*AIM OF THE TASK*: Hand back the entries below exactly.

<<<<

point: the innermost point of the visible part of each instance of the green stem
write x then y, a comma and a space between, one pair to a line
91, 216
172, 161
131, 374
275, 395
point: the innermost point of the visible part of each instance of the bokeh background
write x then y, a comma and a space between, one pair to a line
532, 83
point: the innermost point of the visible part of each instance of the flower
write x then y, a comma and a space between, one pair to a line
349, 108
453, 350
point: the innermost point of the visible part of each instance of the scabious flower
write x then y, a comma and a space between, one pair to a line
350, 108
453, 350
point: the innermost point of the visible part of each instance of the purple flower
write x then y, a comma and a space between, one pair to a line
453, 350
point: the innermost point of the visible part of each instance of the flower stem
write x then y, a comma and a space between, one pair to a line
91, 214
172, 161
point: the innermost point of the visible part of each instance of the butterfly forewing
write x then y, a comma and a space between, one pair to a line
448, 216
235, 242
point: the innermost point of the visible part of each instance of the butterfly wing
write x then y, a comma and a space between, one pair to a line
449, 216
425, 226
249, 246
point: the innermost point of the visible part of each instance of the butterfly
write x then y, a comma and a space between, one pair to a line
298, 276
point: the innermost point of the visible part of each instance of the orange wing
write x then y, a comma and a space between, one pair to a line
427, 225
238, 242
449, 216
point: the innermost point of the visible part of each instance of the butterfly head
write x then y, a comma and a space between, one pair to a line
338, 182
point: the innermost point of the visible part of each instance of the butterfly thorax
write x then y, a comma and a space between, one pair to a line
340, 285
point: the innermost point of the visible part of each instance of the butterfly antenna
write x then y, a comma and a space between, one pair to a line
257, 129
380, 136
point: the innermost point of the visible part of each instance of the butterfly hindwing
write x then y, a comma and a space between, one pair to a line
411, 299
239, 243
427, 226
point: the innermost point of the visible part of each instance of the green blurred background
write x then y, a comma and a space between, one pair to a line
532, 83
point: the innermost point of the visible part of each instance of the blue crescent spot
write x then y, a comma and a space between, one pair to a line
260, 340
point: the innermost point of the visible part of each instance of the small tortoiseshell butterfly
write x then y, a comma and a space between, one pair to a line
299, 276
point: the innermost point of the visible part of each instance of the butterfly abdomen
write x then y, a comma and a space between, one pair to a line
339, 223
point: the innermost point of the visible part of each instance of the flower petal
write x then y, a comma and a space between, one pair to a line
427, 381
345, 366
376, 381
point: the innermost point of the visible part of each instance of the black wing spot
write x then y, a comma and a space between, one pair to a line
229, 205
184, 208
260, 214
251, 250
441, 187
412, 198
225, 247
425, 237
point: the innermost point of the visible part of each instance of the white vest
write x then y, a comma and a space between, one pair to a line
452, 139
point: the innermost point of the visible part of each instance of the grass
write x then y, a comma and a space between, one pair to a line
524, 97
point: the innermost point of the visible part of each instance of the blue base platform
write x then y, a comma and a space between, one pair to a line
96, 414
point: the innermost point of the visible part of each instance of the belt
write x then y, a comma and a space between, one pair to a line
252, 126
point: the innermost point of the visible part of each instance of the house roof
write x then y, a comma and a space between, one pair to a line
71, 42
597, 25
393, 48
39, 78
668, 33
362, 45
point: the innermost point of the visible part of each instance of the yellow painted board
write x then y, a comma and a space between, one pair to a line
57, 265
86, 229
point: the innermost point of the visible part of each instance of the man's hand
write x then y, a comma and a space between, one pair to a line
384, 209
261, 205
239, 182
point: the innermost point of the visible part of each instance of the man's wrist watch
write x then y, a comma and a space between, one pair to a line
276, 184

>>>>

*FINAL ANSWER*:
point: the innermost point of the visible part of each instance of the green stem
write x then y, a comma and a space between, one pair to a line
91, 216
172, 161
131, 374
275, 395
point: the innermost point of the visible part of each instance of the bokeh background
write x then y, a comma and a space between, one pair to a line
532, 83
point: the innermost point of the visible part of each instance of the flower
write x then y, a comma and a space between, one pair to a line
349, 108
453, 350
point: the innermost point of the visible part of each instance of the scabious flower
write x then y, a comma and a space between, one pair to a line
350, 108
453, 350
point: the innermost point of the visible part of each instance of the purple flower
write x then y, a comma and a space between, one pair to a line
453, 350
point: the innermost point of the visible part of each instance of the flower stem
write x then y, a comma and a space between, one pair to a line
91, 214
172, 161
point: the innermost point of the visible part of each instance of the butterfly forewing
write x then y, a comma and a space between, one pair to a line
448, 216
235, 242
point: the innermost point of the visible part of each instance of the butterfly wing
write x then y, a comma and a space between, one pair to a line
449, 216
425, 226
249, 246
point: the innermost point of the visible part of each instance of the butterfly
write x then y, a comma and a space between, one pair to a line
298, 276
point: the innermost point of the visible part of each instance of the orange wing
write x then y, a comma and a space between, one pair to a line
427, 225
238, 242
449, 216
point: the innermost point of the visible part of each instance of the butterfly head
write x then y, a comma and a space between, one pair to a line
338, 182
point: the innermost point of the visible part of each instance of the butterfly thorax
write x then y, a comma and a space between, one pair to a line
340, 285
point: the innermost point of the visible part of each instance of the butterfly antenna
write x then y, a comma and a space between, one pair to a line
257, 129
380, 136
point: the innermost point of the visible part of each instance of the butterfly hindwing
write x then y, a comma and a space between, one pair to a line
411, 299
239, 243
427, 226
point: the innermost point of the visible part of each instance of the green blurred background
write x then y, a comma and a space between, one pair to a line
532, 83
point: the innermost point of the visible part of each instance of the blue crescent spot
write x then y, a comma and a space between, one pair to a line
260, 340
point: the innermost point of the visible part of each instance of the small tortoiseshell butterfly
write x then y, a comma and a space between, one pair to a line
299, 276
point: the innermost point of the visible part of each instance of the butterfly abdomen
write x then y, a comma and a space between, one pair to a line
339, 223
point: the innermost point of the visible part of each instance of the flower petal
write x then y, a comma and a space between, one pair to a line
427, 381
345, 366
376, 381
point: the innermost point of the visible part of each instance of the black wing spot
write x then y, a comma and a space between, one pair to a line
229, 205
184, 208
260, 214
251, 250
441, 187
412, 198
225, 247
425, 237
point: the innermost point of the visible part of each instance of the white vest
write x then y, a comma and a space between, one pair to a line
452, 139
point: the innermost point of the visible part of each instance of the grass
write x then y, a comma and a space between, one pair to a line
524, 97
point: the innermost point of the visible part of each instance of the blue base platform
write x then y, a comma and a space between, one pair to a line
96, 414
point: the innermost point of the visible part of each instance of the belt
write x then y, a comma and a space between, one pair to a line
252, 126
point: the innermost point of the visible part of each instance of the house roof
write x then y, a comma and a space between, one pair to a line
71, 42
597, 25
393, 48
39, 78
668, 33
362, 45
point: the innermost point of the visible part of each instance of the yellow painted board
write x then y, a comma and a space between, one pair to a line
57, 265
86, 229
point: the innermost point of the visible part of each instance of the man's hand
write x then y, a comma and a space between, one pair to a line
384, 209
261, 205
239, 182
point: the innermost point of the visible part of each instance of the man's wrist watch
write x then y, a comma and a space between, one pair to a line
276, 184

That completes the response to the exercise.